▶ [Written task]:
Find every line below that contains the string "window", and copy each of those lines out. Matching is case-sensitive.

● ● ● ● ● ● ●

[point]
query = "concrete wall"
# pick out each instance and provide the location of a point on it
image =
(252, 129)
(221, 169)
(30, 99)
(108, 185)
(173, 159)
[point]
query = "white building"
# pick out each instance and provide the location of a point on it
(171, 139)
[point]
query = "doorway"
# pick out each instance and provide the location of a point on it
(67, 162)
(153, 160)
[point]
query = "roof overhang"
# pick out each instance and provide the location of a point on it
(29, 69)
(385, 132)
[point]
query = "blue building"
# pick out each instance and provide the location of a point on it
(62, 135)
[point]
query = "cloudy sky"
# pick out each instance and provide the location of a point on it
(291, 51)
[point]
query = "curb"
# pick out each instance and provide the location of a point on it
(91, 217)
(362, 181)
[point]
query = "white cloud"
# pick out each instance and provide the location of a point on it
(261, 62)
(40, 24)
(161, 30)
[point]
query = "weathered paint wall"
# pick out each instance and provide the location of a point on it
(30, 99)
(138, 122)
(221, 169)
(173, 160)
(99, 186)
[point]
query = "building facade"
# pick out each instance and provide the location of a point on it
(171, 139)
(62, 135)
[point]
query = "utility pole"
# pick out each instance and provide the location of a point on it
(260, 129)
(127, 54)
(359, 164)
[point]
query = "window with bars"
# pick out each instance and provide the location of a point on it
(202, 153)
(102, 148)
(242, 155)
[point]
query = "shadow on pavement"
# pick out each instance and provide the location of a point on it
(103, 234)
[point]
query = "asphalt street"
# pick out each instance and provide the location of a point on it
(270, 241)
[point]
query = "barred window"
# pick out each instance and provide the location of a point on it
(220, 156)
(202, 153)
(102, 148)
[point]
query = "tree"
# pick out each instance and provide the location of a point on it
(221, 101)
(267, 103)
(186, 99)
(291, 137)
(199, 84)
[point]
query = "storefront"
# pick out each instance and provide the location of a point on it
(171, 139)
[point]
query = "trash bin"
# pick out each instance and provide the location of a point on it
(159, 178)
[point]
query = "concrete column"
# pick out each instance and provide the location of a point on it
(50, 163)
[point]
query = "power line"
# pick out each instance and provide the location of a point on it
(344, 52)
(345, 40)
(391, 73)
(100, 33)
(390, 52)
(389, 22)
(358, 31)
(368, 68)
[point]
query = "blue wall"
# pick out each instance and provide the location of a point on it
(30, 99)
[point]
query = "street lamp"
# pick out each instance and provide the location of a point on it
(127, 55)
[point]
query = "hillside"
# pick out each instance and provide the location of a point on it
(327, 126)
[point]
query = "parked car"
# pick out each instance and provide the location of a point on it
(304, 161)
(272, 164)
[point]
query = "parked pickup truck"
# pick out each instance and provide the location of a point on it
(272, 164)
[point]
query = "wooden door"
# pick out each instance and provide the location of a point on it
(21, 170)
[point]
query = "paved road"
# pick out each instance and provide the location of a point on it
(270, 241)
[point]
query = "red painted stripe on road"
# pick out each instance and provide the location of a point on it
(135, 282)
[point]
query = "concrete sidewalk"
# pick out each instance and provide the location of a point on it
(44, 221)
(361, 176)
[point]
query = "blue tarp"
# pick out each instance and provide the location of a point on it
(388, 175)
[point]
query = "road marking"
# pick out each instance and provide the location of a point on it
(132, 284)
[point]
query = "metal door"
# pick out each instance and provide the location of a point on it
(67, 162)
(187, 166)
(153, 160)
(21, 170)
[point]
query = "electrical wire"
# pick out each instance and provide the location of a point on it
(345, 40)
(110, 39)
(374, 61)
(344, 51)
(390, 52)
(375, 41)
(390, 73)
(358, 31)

● ● ● ● ● ● ●

▶ [Correct output]:
query = "window with bars"
query = "barred window"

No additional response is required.